### DIRECTIONS FOR THIS TASK:
Take the records underneath and set them down exactly.

* * * *

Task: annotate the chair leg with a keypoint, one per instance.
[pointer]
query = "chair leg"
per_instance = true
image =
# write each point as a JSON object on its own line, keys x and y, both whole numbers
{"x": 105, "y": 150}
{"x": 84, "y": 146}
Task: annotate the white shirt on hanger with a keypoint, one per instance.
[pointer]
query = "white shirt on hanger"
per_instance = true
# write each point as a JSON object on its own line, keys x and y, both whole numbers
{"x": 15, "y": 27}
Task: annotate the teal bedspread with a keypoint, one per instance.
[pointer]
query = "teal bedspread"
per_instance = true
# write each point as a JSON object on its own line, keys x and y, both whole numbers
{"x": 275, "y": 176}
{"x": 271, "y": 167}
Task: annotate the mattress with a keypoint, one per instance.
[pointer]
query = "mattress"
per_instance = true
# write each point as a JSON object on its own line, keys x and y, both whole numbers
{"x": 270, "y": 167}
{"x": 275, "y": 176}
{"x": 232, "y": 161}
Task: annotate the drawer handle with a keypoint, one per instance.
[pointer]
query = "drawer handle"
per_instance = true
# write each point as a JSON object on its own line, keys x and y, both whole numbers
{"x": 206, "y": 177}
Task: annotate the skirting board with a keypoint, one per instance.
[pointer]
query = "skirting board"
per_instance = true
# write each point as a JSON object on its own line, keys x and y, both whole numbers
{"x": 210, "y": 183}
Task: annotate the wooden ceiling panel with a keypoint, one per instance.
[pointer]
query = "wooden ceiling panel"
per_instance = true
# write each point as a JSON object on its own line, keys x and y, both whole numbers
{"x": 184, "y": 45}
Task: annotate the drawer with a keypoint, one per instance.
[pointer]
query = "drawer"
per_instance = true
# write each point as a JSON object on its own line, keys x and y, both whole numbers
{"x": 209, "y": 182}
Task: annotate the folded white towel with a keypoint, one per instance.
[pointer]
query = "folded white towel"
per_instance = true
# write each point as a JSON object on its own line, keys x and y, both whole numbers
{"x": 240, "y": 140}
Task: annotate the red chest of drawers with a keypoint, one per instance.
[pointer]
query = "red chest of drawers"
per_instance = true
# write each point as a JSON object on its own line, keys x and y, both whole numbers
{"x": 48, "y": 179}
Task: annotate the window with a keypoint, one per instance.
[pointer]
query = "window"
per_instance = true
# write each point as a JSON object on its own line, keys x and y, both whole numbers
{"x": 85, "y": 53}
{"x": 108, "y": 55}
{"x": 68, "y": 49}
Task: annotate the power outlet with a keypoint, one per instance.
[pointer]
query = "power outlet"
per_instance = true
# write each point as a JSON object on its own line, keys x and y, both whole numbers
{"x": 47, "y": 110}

* * * *

### WRITTEN RESPONSE:
Task: annotate the chair leg with a keypoint, one per instance.
[pointer]
query = "chair leg"
per_instance = true
image =
# write each point as a JSON object on its own line, keys x and y, both whole numbers
{"x": 105, "y": 150}
{"x": 84, "y": 146}
Task: annotate the white shirt on hanger with a keypoint, one per instance.
[pointer]
query = "white shirt on hanger"
per_instance = true
# write each point as a JSON object on its own line, keys x and y, both whole numbers
{"x": 15, "y": 27}
Task: annotate the teal bedspread with a keypoint, one per instance.
[pointer]
query = "teal bedspread"
per_instance = true
# write each point as a JSON object on its own line, keys x and y, both whole numbers
{"x": 275, "y": 176}
{"x": 271, "y": 167}
Task: annotate the mattress with a keypoint, one per instance.
[pointer]
query = "mattress"
per_instance = true
# write each point as a JSON object on its own line, keys x and y, both whole numbers
{"x": 270, "y": 167}
{"x": 275, "y": 176}
{"x": 232, "y": 161}
Task: annotate the drawer handle with a keypoint, one per instance.
[pointer]
query = "drawer handle"
per_instance = true
# write each point as a JSON object on its own line, keys x and y, both whole numbers
{"x": 206, "y": 177}
Task: annotate the skirting board with a keypoint, one per instance.
[pointer]
query = "skirting board"
per_instance = true
# write each point as a JSON object on its own line, keys x and y, both whole numbers
{"x": 210, "y": 183}
Task: annotate the wooden ceiling panel with a keypoint, one per instance.
[pointer]
query = "wooden ceiling panel"
per_instance = true
# write each point as a JSON object on its own line, keys x and y, both whole numbers
{"x": 184, "y": 45}
Task: annotate the drawer with a keypoint, one per instance.
[pointer]
query = "drawer"
per_instance = true
# write each point as a JSON object on its own line, keys x and y, both whole numbers
{"x": 209, "y": 182}
Task: annotate the folded white towel with a keypoint, one per instance.
[pointer]
query = "folded white towel"
per_instance = true
# write each point as a JSON object on its own line, keys x and y, both whole numbers
{"x": 240, "y": 140}
Task: annotate the red chest of drawers with a keypoint, one per instance.
[pointer]
query = "red chest of drawers"
per_instance = true
# write each point as a JSON object on its own line, keys x and y, both whole numbers
{"x": 48, "y": 179}
Task: annotate the window with a keypoint, one per instance.
[pointer]
query = "window"
per_instance = true
# write each point as a JSON object on its own line, keys x and y, both whole numbers
{"x": 85, "y": 53}
{"x": 108, "y": 55}
{"x": 68, "y": 49}
Task: annotate the power outlet with a keypoint, one per instance.
[pointer]
query = "power outlet"
per_instance = true
# write each point as a JSON object on its own line, keys x and y, both whole numbers
{"x": 47, "y": 110}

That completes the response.